##### ФРАГМЕНТ ДОКУМЕНТА #####
К концу 1941 года конвейер моторного завода в Молотове с точностью часового механизма выбрасывал двигатели М-82, заказанные для строящихся бомбардировщиков Су-2 последних серий и для замены двигателей на всем парке этих самолетов. Но поскольку в первые же месяцы войны большая часть парка этих самолетов была немцами уничтожена на земле и в воздухе, а других заказчиков не было, то на складе моторного завода скопилось внушительное число двигателей М-82.

Попробовал этот мотор и Яковлев. К середине октября 1941 года на его заводе закончили сборку Як-7 с мотором М-82, но эвакуация в Новосибирск и тряска двигателя погубили идею.

Все три соавтора ЛаГГ-3 на своих заводах начали проработку замены двигателя на М-82. Горбунов опередил всех. Недолго думая, он просто заменил носовую часть фюзеляжа ЛаГГ-3 готовой носовой частью Су-2. Начальство это одобрило, и самолет под индексом Ла-5 был запущен в серию в Таганроге. Гудков в Москве дальше бумажного проекта Гу-82 и одного нелетавшего самолета не продвинулся. А Лавочкин со своими конструкторами в Горьком приступил к этой работе в декабре и решил выжать из нового двигателя максимум возможного за счет тщательного проектирования новой силовой установки. Но для серийного завода было очень важно сохранить как можно больше узлов и деталей ЛаГГ-3. Поэтому было решено не менять силовую конструкцию носовой части фюзеляжа, а нарастить обводы до круглого капота нового двигателя фанерными накладками. Серийный ЛаГГ с мотором М-82 взлетел с заводского аэродрома в Горьком 21 марта 1942 года под управлением капитана Мищенко. Только в полете можно было узнать, как обдуваются цилиндры двухрядной «звезды» в новой компоновке. Оказалось, что верхние и нижние цилиндры перегреваются. Представитель моторного завода предложил изменить форму дефлекторов этих цилиндров, и постепенно равномерность распределения температуры восстановилась. Опытный самолет летал.

Для испытаний государственных в Горький прибыли летчики НИИ ВВС и ЛИИ. Они подтвердили максимальную скорость истребителя 600 км/ч и хорошую маневренность, но отметили перегрев двигателя. Маслорадиатор ЛаГГ-3 не обеспечивал теплосъем с более мощного двигателя. Выручил маслорадиатор для двигателя М-107, который привезли уже заселявшиеся на заводе яковлевцы. Но Яковлев уже приказал опытную машину Лавочкина в цех не пускать, и ее пришлось дорабатывать на стоянке. Через десять дней, отпущенные на устранение недостатков, выявленных на госиспытаниях, новорожденный и единственный Ла-5, уже с новым маслорадиатором под капотом, продемонстрировал свою полную готовность воевать. Он был принят на вооружение 19 мая 1942 г. А на следующий день – новое постановление ГКО и приказ НКАП, отменяющие предыдущие. Задание по выпуску истребителей Як-7 с завода № 21 снять и на заводе развернуть выпуск истребителя Ла-5 с мотором М-82. Главным конструктором завода № 21 назначить Лавочкина С.А.
#####
КРАТКОЕ ЗАДАНИЕ 1 => Какого числа Ла-5 был принят на вооружение согласно фрагменту о создании Ла-5?
КРАТКОЕ ЗАДАНИЕ 2 => Перепишите в виде списка абзац фрагмента о создании Ла-5, начинающийся словами «Для испытаний государственных», и сохраните его основные факты.
КРАТКОЕ ЗАДАНИЕ 3 => Продолжите фрагмент о создании Ла-5 с того места, на котором он заканчивается.
##### ПЕРЕЧЕНЬ ДАННЫХ #####
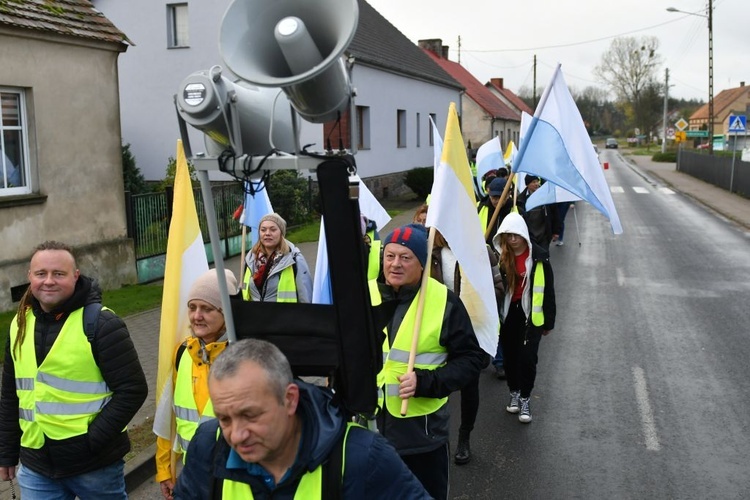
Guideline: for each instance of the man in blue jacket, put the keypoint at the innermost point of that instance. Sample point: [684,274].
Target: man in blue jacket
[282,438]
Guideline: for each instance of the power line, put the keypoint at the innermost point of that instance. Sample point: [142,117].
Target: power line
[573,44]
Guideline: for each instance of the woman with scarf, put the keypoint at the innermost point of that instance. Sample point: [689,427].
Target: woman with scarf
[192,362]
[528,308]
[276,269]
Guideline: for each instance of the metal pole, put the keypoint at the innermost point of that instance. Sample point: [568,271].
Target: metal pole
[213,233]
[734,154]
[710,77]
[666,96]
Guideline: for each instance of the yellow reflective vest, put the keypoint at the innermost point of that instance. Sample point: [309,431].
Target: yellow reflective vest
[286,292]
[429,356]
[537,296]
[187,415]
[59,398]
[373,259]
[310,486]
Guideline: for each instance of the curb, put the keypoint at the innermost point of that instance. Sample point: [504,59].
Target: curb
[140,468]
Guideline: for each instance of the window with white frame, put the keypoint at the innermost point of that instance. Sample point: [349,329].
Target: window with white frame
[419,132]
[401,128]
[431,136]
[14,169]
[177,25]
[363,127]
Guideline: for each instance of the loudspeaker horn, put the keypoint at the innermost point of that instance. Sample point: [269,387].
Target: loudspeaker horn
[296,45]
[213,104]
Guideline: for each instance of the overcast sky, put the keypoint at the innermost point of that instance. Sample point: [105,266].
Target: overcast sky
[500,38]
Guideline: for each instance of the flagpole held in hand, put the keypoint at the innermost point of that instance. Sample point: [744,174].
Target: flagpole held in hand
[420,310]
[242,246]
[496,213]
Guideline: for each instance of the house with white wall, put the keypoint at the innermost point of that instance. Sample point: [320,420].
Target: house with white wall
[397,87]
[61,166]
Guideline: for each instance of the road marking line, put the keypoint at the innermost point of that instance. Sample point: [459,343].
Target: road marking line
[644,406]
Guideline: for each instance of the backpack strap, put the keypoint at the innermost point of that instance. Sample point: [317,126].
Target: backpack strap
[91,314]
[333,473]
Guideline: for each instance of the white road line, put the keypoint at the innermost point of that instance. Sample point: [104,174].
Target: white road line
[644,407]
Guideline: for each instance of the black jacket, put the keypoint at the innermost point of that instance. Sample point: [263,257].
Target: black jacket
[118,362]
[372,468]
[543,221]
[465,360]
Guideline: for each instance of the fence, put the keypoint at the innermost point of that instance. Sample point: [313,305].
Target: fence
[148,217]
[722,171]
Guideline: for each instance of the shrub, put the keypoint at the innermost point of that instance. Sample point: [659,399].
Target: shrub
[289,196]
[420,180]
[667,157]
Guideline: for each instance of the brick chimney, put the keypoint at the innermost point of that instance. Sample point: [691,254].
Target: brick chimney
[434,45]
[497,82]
#####
##### ПЕРЕЧЕНЬ ДАННЫХ #####
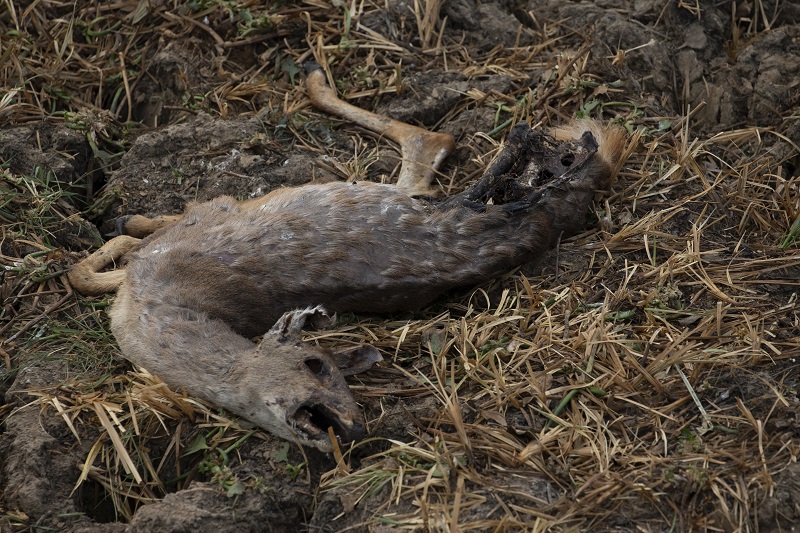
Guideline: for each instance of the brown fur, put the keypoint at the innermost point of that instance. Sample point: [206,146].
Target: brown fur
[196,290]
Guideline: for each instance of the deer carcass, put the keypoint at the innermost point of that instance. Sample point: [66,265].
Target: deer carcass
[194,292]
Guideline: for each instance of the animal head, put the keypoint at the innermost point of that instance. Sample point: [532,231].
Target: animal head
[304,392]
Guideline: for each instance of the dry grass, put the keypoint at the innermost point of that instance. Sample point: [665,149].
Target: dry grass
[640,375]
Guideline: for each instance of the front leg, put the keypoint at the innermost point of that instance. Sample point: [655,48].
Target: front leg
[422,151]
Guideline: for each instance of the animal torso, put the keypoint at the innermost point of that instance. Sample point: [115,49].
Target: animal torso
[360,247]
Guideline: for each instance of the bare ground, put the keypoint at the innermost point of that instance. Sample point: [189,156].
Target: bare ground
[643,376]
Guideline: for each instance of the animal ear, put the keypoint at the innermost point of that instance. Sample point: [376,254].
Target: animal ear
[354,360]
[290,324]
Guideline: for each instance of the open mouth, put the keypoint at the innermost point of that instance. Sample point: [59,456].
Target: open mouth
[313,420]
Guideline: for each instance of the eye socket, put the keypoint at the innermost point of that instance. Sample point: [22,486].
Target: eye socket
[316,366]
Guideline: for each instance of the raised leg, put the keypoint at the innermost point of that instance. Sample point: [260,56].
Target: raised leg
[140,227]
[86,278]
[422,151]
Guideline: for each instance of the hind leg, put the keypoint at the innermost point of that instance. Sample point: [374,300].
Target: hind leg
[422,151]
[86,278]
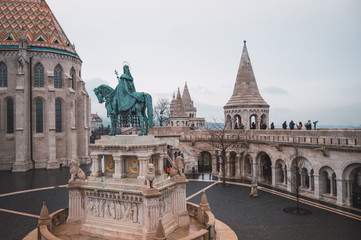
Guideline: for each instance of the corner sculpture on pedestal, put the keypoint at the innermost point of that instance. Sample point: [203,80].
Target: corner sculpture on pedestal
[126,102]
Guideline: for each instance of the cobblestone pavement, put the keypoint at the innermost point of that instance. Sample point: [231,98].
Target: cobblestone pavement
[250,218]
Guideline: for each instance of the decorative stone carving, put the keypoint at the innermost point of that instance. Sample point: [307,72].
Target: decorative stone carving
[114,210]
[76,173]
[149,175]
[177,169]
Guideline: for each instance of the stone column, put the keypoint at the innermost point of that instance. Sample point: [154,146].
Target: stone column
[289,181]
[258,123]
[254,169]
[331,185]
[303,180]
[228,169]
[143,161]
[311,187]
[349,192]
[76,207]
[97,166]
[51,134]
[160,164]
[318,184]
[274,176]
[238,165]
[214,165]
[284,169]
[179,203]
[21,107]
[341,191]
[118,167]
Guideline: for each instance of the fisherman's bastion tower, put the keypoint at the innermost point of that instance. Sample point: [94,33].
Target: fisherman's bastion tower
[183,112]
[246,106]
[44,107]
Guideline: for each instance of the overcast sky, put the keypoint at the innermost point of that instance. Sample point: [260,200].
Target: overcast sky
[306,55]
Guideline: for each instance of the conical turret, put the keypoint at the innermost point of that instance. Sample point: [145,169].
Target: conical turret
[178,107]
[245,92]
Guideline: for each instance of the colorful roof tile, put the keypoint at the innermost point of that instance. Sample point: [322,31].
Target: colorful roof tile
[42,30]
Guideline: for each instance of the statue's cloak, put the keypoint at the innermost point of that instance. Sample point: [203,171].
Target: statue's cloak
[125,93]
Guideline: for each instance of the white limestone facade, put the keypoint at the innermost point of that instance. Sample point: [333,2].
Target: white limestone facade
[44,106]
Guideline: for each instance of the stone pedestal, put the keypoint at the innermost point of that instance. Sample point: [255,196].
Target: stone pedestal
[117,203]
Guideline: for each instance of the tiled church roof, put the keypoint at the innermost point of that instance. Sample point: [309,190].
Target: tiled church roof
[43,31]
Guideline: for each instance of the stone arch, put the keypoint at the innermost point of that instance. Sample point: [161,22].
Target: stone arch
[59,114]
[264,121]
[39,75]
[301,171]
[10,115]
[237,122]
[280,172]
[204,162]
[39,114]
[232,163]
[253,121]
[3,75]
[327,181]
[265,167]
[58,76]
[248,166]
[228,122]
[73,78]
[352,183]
#####
ОТВЕТ 1 => 19 мая 1942 г.

ОТВЕТ 2 =>
- На госиспытания в Горький прибыли летчики НИИ ВВС и ЛИИ.
- Летчики подтвердили максимальную скорость 600 км/ч и хорошую маневренность истребителя. Они также отметили перегрев двигателя: маслорадиатор ЛаГГ-3 не обеспечивал теплосъем с более мощного мотора.
- Проблему решил маслорадиатор для двигателя М-107, который привезли яковлевцы.
- Яковлев приказал не пускать машину Лавочкина в цех, поэтому ее дорабатывали на стоянке.
- Недостатки устранили за отпущенные десять дней. Единственный Ла-5 с новым маслорадиатором показал полную готовность воевать.
- 19 мая 1942 г. самолет приняли на вооружение.
- На следующий день вышли новое постановление ГКО и приказ НКАП, отменявшие предыдущие. По ним завод № 21 снимал с производства Як-7 и разворачивал выпуск Ла-5 с мотором М-82. Главным конструктором завода назначили Лавочкина С.А.

ОТВЕТ 3 =>
Конструкторские решения Лавочкина по минимизации изменений обеспечили очень короткий срок подготовки серийного производства нового истребителя. Уже в июне 1942 года строевые летчики начали принимать новые истребители, с первых же дней отлично зарекомендовавшие себя в боях.

В августе и сентябре 1942 года первые полки незнакомых немцам Ла-5 появились в небе над Смоленском и Сталинградом. Там проходили войсковые испытания нового истребителя, получившего индекс Ла-5.

Хотя Ла-5 и был в то время лучшим советским истребителем, его внедрение в серийном производстве протекало драматично и потребовало от Лавочкина чрезвычайного напряжения и упорства.

Сначала выяснилось, что серийные Ла-5 недодают 40–50 км/ч скорости. Оказалось, что зазор между двигателем и его обтекателем не соответствовал чертежам конструктора.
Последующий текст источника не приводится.